About this task: Transcribe every entry that follows, word for word, and omit the images.
*** Opening of Information ***
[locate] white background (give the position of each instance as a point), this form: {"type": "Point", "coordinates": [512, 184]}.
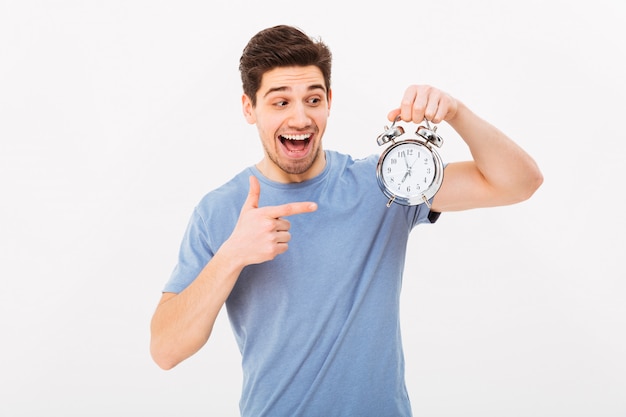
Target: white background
{"type": "Point", "coordinates": [117, 116]}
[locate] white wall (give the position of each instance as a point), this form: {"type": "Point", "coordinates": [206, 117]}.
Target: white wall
{"type": "Point", "coordinates": [117, 116]}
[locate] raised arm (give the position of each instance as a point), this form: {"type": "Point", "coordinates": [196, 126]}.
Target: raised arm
{"type": "Point", "coordinates": [500, 173]}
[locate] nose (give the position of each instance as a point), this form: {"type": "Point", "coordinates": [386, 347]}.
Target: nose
{"type": "Point", "coordinates": [299, 117]}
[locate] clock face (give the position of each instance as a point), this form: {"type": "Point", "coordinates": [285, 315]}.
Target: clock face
{"type": "Point", "coordinates": [409, 172]}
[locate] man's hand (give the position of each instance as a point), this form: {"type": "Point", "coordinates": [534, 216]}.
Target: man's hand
{"type": "Point", "coordinates": [262, 233]}
{"type": "Point", "coordinates": [424, 101]}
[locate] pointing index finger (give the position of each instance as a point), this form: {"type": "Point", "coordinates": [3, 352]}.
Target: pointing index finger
{"type": "Point", "coordinates": [291, 209]}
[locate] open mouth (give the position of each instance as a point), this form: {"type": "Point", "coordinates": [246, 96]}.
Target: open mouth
{"type": "Point", "coordinates": [295, 143]}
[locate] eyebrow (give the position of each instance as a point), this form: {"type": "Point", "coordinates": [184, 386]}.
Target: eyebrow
{"type": "Point", "coordinates": [284, 88]}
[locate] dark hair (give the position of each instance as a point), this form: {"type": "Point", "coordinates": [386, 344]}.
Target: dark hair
{"type": "Point", "coordinates": [281, 46]}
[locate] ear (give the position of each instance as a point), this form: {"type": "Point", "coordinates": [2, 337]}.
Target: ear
{"type": "Point", "coordinates": [330, 99]}
{"type": "Point", "coordinates": [248, 109]}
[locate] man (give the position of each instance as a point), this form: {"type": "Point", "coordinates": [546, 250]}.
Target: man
{"type": "Point", "coordinates": [304, 252]}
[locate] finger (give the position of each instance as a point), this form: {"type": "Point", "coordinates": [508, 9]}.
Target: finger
{"type": "Point", "coordinates": [431, 107]}
{"type": "Point", "coordinates": [252, 201]}
{"type": "Point", "coordinates": [393, 114]}
{"type": "Point", "coordinates": [291, 209]}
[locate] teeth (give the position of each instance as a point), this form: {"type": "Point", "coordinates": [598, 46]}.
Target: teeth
{"type": "Point", "coordinates": [296, 137]}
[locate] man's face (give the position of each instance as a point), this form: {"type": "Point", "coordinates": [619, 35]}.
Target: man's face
{"type": "Point", "coordinates": [290, 114]}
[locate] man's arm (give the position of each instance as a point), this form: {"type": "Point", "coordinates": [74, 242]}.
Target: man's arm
{"type": "Point", "coordinates": [500, 173]}
{"type": "Point", "coordinates": [182, 323]}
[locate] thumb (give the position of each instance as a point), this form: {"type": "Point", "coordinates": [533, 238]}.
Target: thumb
{"type": "Point", "coordinates": [252, 201]}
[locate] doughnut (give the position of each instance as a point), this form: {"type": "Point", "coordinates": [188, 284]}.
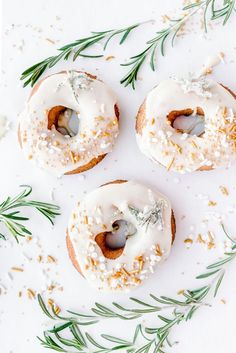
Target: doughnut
{"type": "Point", "coordinates": [119, 233]}
{"type": "Point", "coordinates": [45, 133]}
{"type": "Point", "coordinates": [180, 150]}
*** Close of Information ***
Solution to the exercise:
[locate] white background (give the position of each instance as a point), this form: {"type": "Point", "coordinates": [512, 184]}.
Target: white background
{"type": "Point", "coordinates": [117, 116]}
[locate] white wall (give the position of each instance as a point), this form: {"type": "Point", "coordinates": [206, 117]}.
Target: white wall
{"type": "Point", "coordinates": [117, 116]}
[locate] raised arm (give the position of each instance as a point), this form: {"type": "Point", "coordinates": [196, 126]}.
Target: raised arm
{"type": "Point", "coordinates": [500, 173]}
[locate] nose (give the position of each instance as a point), this form: {"type": "Point", "coordinates": [386, 347]}.
Target: nose
{"type": "Point", "coordinates": [299, 117]}
[locate] clock face (give the position of each instance as a point), this form: {"type": "Point", "coordinates": [285, 315]}.
Target: clock face
{"type": "Point", "coordinates": [409, 172]}
[locate] man's hand (give the position of each instance as a point), this form: {"type": "Point", "coordinates": [534, 216]}.
Target: man's hand
{"type": "Point", "coordinates": [262, 233]}
{"type": "Point", "coordinates": [424, 101]}
[locate] pointing index finger (give the position of each instance as a point), this form: {"type": "Point", "coordinates": [3, 352]}.
Target: pointing index finger
{"type": "Point", "coordinates": [291, 209]}
[locate] open mouth (give the position of each instance as a point), this form: {"type": "Point", "coordinates": [246, 96]}.
Target: open mouth
{"type": "Point", "coordinates": [295, 143]}
[locate] eyebrow (give the position of each instance as a point), this form: {"type": "Point", "coordinates": [184, 386]}.
Target: eyebrow
{"type": "Point", "coordinates": [284, 88]}
[locate] dark hair (give the position of each instance as a point), this form: {"type": "Point", "coordinates": [386, 344]}.
Target: dark hair
{"type": "Point", "coordinates": [281, 46]}
[locate] ear (give the position of each instance as a point), this form: {"type": "Point", "coordinates": [2, 337]}.
Target: ear
{"type": "Point", "coordinates": [330, 99]}
{"type": "Point", "coordinates": [248, 109]}
[locate] man (give the position of each instance as a point), this form: {"type": "Point", "coordinates": [546, 250]}.
Target: man
{"type": "Point", "coordinates": [304, 252]}
[locate] finger (give the position of each instance as a point), this form: {"type": "Point", "coordinates": [508, 9]}.
Target: finger
{"type": "Point", "coordinates": [431, 107]}
{"type": "Point", "coordinates": [252, 201]}
{"type": "Point", "coordinates": [393, 114]}
{"type": "Point", "coordinates": [291, 209]}
[locate] teeth (give the position of each instance as a point), this form: {"type": "Point", "coordinates": [598, 46]}.
Target: teeth
{"type": "Point", "coordinates": [296, 137]}
[locate] man's face (give the position of each instance as a point), this form: {"type": "Point", "coordinates": [619, 35]}.
Target: man's face
{"type": "Point", "coordinates": [290, 114]}
[locate] man's arm (give the position of each instance as a point), this form: {"type": "Point", "coordinates": [74, 242]}.
Target: man's arm
{"type": "Point", "coordinates": [500, 173]}
{"type": "Point", "coordinates": [182, 323]}
[locate] thumb (give the position of each instance as a point), this form: {"type": "Point", "coordinates": [533, 238]}.
Target: thumb
{"type": "Point", "coordinates": [252, 201]}
[locate] doughnut (give the position of each instance as a point), this form: {"type": "Point", "coordinates": [188, 284]}.
Target: doughnut
{"type": "Point", "coordinates": [119, 233]}
{"type": "Point", "coordinates": [45, 133]}
{"type": "Point", "coordinates": [180, 150]}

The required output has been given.